READING TEXT:

------------------------------

PARIS, Feb 3 — In cities the world over, men (and, to a lesser extent, women) who urinate in the street — al fresco — are a scourge of urban life, costing millions of dollars for cleaning and the repair of damage to public infrastructure. And, oh, the stench.
Paris has a new weapon against what the French call “les pipis sauvages” or “wild peeing”: A sleek and eco-friendly public toilet. Befitting the country of Matisse, the urinal looks more like a modernist flower box than a receptacle for human waste.
You can even grow flowers in its compost.
The Parisian innovation was spurred by a problem of public urination so endemic that City Hall recently proposed dispatching a nearly 2,000-strong “incivility brigade” of truncheon-wielding officers to try to prevent bad behaviour, which also includes leaving dog waste on the street and littering cigarette butts. Fines for public urination are steep — about US$75 (RM332).
Even that was not deterrent enough, officials say. A small brigade of sanitation workers still has to scrub about 1,800 square miles of sidewalk each day. And dozens of surfaces are splattered by urine, according to City Hall.
Enter the boxy Uritrottoir — a combination of the French words for “urinal” and “pavement” — which has grabbed headlines and has been lauded as a “friend of flowers” by Le Figaro, the French newspaper, because it produces compost that can be used for fertiliser. Designed by Faltazi, a Nantes-based industrial design firm, its top section also doubles as an attractive flower or plant holder.
The Uritrottoir, which has graffiti-proof paint and does not use water, works by storing urine on a bed of dry straw, sawdust or wood chips. Monitored remotely by a “urine attendant” who can see on a computer when the toilet is full, the urine and straw is carted away to the outskirts of Paris, where it is turned into compost that can later be used in public gardens or parks.
Fabien Esculier, an engineer who is known in the French media as “Monsieur Pipi” because of his expertise on the subject, said the Uritrottoir was more eco-friendly than the dozens of existing public toilets which dot the capital and are connected to the public sewage system.
“Its greatest virtue is that it doesn’t use water, and produces compost that can be used for public gardens and parks,” he said.
Paris’ Gare de Lyon, a railway station that has become ground zero in the capital’s war against public urination, has ordered two of the toilets, which were installed Tuesday outside the station, and the SNCF, France’s state-owned national railway, says it plans to roll out more across the capital if the Uritrottoir is a success.

------------------------------

WHAT IS ASKED:
(1) Duplicate the passage of the article on the Paris public urinal above, starting at "PARIS, Feb 3" and ending at "for human waste.".
(2) Translate this sentence from the article on the Paris public urinal into Spanish: "You can even grow flowers in its compost."
(3) Write the next part of the news article about the Uritrottoir urinal in Paris, picking up after its final sentence.

GIVEN RECORDS:

------------------------------

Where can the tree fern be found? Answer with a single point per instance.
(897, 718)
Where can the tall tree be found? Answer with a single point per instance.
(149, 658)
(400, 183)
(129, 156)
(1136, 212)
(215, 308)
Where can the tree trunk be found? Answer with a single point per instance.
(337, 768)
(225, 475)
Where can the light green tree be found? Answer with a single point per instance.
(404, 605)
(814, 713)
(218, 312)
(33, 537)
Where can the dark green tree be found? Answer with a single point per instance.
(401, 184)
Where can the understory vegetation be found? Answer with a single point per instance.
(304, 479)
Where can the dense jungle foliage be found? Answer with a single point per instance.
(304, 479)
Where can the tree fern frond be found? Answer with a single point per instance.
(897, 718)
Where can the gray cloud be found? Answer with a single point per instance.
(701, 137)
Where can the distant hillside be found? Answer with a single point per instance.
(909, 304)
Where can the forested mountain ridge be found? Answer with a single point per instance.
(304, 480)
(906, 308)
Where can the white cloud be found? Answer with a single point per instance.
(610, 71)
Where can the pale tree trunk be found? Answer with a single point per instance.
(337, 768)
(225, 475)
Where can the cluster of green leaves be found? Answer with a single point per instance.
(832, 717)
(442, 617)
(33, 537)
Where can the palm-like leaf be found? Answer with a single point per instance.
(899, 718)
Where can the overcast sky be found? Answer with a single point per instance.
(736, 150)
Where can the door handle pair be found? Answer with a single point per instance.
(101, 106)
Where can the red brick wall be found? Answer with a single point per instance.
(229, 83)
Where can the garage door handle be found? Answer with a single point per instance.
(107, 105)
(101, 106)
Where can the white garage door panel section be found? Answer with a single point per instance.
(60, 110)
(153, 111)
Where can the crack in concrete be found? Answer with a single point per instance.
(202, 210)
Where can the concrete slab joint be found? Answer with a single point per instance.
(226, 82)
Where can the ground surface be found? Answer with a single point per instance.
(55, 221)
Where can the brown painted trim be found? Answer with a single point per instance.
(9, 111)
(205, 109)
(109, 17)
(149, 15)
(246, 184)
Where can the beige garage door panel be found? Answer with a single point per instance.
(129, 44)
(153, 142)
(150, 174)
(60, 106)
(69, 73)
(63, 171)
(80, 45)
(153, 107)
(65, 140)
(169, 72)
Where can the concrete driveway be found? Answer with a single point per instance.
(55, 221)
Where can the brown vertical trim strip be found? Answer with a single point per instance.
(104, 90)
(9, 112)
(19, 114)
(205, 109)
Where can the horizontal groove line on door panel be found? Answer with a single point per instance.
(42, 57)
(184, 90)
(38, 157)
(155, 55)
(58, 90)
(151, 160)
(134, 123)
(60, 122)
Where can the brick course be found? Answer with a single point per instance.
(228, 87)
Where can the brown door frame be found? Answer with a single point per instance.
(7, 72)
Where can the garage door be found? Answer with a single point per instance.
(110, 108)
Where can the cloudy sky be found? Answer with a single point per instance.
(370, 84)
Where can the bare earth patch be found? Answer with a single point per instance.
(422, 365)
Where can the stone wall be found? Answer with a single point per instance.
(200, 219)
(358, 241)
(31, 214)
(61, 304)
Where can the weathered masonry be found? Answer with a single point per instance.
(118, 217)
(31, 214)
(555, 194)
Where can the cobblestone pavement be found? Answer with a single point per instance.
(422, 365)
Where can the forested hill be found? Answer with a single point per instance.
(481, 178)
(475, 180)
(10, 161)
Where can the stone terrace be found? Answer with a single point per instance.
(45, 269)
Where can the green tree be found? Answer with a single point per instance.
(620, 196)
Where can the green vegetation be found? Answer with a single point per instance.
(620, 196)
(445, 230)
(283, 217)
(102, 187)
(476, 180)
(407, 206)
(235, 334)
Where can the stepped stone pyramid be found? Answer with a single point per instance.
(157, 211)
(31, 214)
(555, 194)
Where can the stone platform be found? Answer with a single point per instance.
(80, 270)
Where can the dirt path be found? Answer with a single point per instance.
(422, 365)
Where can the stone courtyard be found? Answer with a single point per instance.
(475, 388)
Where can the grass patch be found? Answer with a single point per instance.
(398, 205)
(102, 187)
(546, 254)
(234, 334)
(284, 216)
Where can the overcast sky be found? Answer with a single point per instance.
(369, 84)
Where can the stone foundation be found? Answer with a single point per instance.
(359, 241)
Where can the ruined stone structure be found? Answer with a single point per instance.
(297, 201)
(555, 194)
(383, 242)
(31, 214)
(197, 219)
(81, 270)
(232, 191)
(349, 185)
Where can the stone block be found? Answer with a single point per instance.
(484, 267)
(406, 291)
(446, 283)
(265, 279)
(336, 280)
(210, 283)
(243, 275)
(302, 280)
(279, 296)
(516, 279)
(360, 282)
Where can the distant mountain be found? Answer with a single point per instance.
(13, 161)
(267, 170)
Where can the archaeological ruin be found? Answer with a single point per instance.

------------------------------

RESULTS OF THE TASKS:
(1)
PARIS, Feb 3 — In cities the world over, men (and, to a lesser extent, women) who urinate in the street — al fresco — are a scourge of urban life, costing millions of dollars for cleaning and the repair of damage to public infrastructure. And, oh, the stench.
Paris has a new weapon against what the French call “les pipis sauvages” or “wild peeing”: A sleek and eco-friendly public toilet. Befitting the country of Matisse, the urinal looks more like a modernist flower box than a receptacle for human waste.

(2) Incluso se pueden cultivar flores en su compost.

(3)
“I am optimistic it will work,” said Maxime Bourette, the SNFC maintenance official who ordered the toilets for the railway. “Everyone is tired of the mess.”
He said it remained to be seen whether the toilets were cost effective — he said the SNCF paid about US$9,730 for two, while it would cost about US$865 a month to pay a sanitation worker to clean the toilets and take away the waste.
A designer of the Uritrottoir, Laurent Lebot, 45, an industrial engineer who has also invented an eco-friendly vacuum cleaner, said Nantes, in western France, had ordered three for the spring. He had also had inquiries from local councils in Cannes, France; Lausanne, Switzerland; London; and Saarbrucken, Germany. A large model can handle the outflow of 600 people; a smaller model absorbs 300 trips to the toilet.
“Public urination is a huge problem in France,” Lebot said. “Beyond the terrible smell, urine degrades lamp posts and telephone poles, damages cars, pollutes the Seine and undermines everyday life of a city. Cleaning up wastes water, and detergents are damaging for the environment.”
France is far from alone in combating public urination. In San Francisco, a street lamp whose base was damaged by urine recently collapsed, almost injuring a driver. The city has since installed public urinals adorned by plants.
New York has also long suffered from drunken urinating revellers, but the City Council recently downgraded the offense, along with littering and excessive noise, as part of its effort to divert minor offenders from its overstretched court system. Nevertheless, offenders face a fine of US$350 to US$450 if they commit a third offense within a year.
In Chester, northwest England, the local government has clamped down on public urination amid concerns it was damaging the city’s medieval covered walkways.
In France, the acrid smell of urine has been a particular blight on the French capital stretching back centuries, and Lebot noted that the carbon of the straw had the added benefit of combating the odour of urine. His next challenge, he added, was to design an aesthetically pleasing public toilet that women could use.
Among the steepest fines for an act of public urination — about US$37,500 — was meted out to Pierre Pinoncelli, a French citizen who urinated on the artist Marcel Duchamp’s Dadaist porcelain urinal “Fountain” in 1993 — considered a masterpiece of conceptual art — before hitting it with a hammer.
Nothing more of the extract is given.